**EXTRAIT FOURNI**
++++

Des salles sont consacrées à son talent d’illustrateur. Lautrec était l’ami de la plupart des écrivains de son temps même si Zola, Huysmans ou Edmond de Goncourt ne l’appréciaient pas. Thadée Natanson et son épouse Misia Godebska (suivre ce lien), égérie des Nabis, le font travailler à « La revue blanche » (1 rue Laffitte). J’ai aimé le dessin réalisé pour un double programme du Théâtre de l’Œuvre (1896), où il représente les deux auteurs, Oscar Wilde pour « Salomé » (interdit de représentation à Londres) à côté de Romain Coolus pour « Raphaël ». Lautrec était apprécié des critiques d’art de son temps et il n’avait rien d’un artiste maudit. Plusieurs livres élogieux lui seront consacrés par ses contemporains après sa mort.

Des photographies d’époque, où il se met souvent en scène avec humour, accompagnent toute l’exposition. Lautrec profitera de cette « technique » naissante pour peaufiner son art de traduire le mouvement. Personnage très attachant, il ne se départira jamais ni de son humour ni de sa bienveillance. Une place importante a été donnée aux photographies du spectacle inédit de la danseuse américaine Loïe Fuller aux Folies Bergère (joué en novembre 1892), avec des effets de voiles tourbillonnants colorés par des projecteurs. Lautrec en réalisera de belles lithographies stylisées.

++++

**DONNÉES ENREGISTRÉES**

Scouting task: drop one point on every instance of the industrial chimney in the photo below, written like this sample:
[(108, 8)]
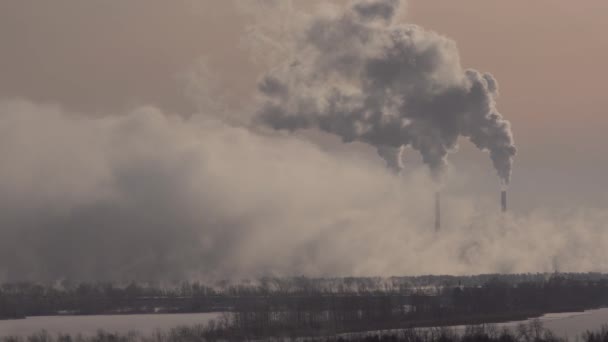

++++

**ÉNONCÉ DU PROBLÈME**
Rédigez la suite du texte sur Lautrec, en reprenant juste après sa dernière phrase, s'il vous plaît.

**RÉSULTAT**
Il faut découvrir tout cela. Vous avez le temps. L’exposition, qui a ouvert ses portes le 9 octobre, ne les refermera que le 27 janvier 2020

Anick PUYÔOU
 

Plus d'information encore sur Toulouse-Lautrec en suivant ce lien.

* Le cirque Fernando s’était installé en 1873 sur un terrain vague à l’angle de la rue des Martyrs et du boulevard de Rochechouart. Il deviendra le cirque Medrano en 1897 puis le Cirque de Montmartre en 1973, avant de laisser place à l’immeuble « Le Bouglione » (décoré depuis peu de fresques représentant des dessins d’enfants évoquant le cirque réalisés dans les écoles locales).

** Ses adresses successives à Montmartre : l9 bis rue Fontaine, 27 rue Caulaincourt, 19 rue Fontaine, 21 rue Fontaine, 27 rue Caulaincourt, 5 avenue Frochot. Entre 8 et 10 ans, Henri a fréquenté le lycée Fontanes (futur lycée Condorcet).
À noter : dans le catalogue (bilingue) de l’exposition une biographie de Stéphane Guégan fait désormais autorité (lieux et dates).

*** En mars 1890  Henri de Toulouse-Lautrec a participé à la souscription qui visait d’acheter « Olympia » pour faire entrer l’œuvre de Manet dans les collections nationales.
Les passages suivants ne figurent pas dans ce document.